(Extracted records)

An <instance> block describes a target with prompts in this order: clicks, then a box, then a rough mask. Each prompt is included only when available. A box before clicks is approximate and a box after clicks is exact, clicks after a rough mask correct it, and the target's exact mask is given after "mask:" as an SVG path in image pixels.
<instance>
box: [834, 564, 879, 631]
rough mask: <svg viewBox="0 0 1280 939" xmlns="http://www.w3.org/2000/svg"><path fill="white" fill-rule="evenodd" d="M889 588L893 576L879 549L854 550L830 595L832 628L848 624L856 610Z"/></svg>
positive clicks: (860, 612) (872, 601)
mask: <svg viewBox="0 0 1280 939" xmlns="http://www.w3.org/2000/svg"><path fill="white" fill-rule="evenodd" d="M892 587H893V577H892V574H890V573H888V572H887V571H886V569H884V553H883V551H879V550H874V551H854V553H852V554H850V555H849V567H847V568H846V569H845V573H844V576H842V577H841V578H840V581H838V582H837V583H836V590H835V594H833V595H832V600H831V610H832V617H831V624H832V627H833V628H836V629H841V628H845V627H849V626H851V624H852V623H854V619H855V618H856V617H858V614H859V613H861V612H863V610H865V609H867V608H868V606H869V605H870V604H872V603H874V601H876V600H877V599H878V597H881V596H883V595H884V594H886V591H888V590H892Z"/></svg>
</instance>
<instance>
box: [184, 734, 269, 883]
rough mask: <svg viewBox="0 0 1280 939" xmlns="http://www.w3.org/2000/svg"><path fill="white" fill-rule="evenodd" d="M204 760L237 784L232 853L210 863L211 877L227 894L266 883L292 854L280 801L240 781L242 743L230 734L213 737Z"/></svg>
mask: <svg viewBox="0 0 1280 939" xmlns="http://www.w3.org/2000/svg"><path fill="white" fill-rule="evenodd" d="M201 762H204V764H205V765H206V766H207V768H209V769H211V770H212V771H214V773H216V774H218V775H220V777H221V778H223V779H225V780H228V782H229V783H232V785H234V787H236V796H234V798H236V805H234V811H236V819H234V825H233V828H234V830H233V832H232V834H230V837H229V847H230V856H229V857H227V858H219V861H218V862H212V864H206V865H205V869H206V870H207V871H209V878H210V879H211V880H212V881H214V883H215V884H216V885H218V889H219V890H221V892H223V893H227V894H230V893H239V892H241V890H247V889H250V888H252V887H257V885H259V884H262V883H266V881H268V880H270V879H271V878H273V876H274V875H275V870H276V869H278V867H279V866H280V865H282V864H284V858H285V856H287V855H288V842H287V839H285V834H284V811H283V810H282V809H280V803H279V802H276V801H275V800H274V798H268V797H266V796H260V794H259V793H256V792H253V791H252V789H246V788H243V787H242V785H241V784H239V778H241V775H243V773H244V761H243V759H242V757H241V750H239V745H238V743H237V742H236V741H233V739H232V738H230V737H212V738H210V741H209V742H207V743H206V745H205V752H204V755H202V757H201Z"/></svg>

● **WHAT THIS TASK INVOLVES**:
Every entry above needs to be copied exactly.

● **RESULT FOR THIS TASK**:
An <instance> block describes a target with prompts in this order: clicks, then a box, then a rough mask. Each prompt is included only when available. A box before clicks is approximate and a box after clicks is exact, clicks after a rough mask correct it, and the target's exact mask is given after "mask:" as an SVG path in image pixels.
<instance>
box: [834, 564, 879, 631]
rough mask: <svg viewBox="0 0 1280 939" xmlns="http://www.w3.org/2000/svg"><path fill="white" fill-rule="evenodd" d="M889 588L893 576L879 549L854 550L830 595L832 628L848 624L856 610Z"/></svg>
positive clicks: (860, 612) (872, 601)
mask: <svg viewBox="0 0 1280 939" xmlns="http://www.w3.org/2000/svg"><path fill="white" fill-rule="evenodd" d="M892 587H893V577H892V574H890V573H888V572H887V571H886V569H884V553H883V551H879V550H874V551H854V553H852V554H850V555H849V567H847V568H846V569H845V573H844V576H842V577H841V578H840V581H838V582H837V583H836V590H835V594H833V595H832V600H831V610H832V617H831V624H832V627H833V628H836V629H841V628H845V627H849V626H851V624H852V623H854V619H855V618H856V617H858V614H859V613H861V612H863V610H865V609H867V608H868V606H869V605H870V604H872V603H874V601H876V600H877V599H878V597H881V596H883V595H884V594H886V591H888V590H892Z"/></svg>
</instance>
<instance>
box: [184, 734, 269, 883]
rough mask: <svg viewBox="0 0 1280 939" xmlns="http://www.w3.org/2000/svg"><path fill="white" fill-rule="evenodd" d="M204 760L237 784L232 853L210 863L211 877L227 894L266 883L292 854L280 801L240 781L242 743L230 734L213 737Z"/></svg>
mask: <svg viewBox="0 0 1280 939" xmlns="http://www.w3.org/2000/svg"><path fill="white" fill-rule="evenodd" d="M201 762H204V764H205V765H206V766H207V768H209V769H211V770H212V771H214V773H216V774H218V775H220V777H221V778H223V779H225V780H228V782H229V783H232V785H234V787H236V796H234V798H236V805H234V811H236V819H234V825H233V828H234V830H233V832H232V834H230V837H229V847H230V856H229V857H227V858H219V861H218V862H212V864H206V865H205V869H206V870H207V871H209V878H210V879H211V880H212V881H214V883H215V884H216V885H218V889H219V890H221V892H223V893H227V894H230V893H239V892H241V890H247V889H250V888H252V887H257V885H259V884H262V883H266V881H268V880H270V879H271V878H273V876H274V875H275V870H276V869H278V867H279V866H280V865H282V864H284V858H285V856H287V855H288V842H287V839H285V834H284V811H283V810H282V809H280V803H279V802H276V801H275V800H274V798H268V797H266V796H260V794H259V793H256V792H253V791H252V789H246V788H243V787H242V785H241V784H239V778H241V775H243V773H244V761H243V759H242V757H241V750H239V745H238V743H237V742H236V741H233V739H232V738H230V737H212V738H210V741H209V742H207V743H206V745H205V752H204V755H202V757H201Z"/></svg>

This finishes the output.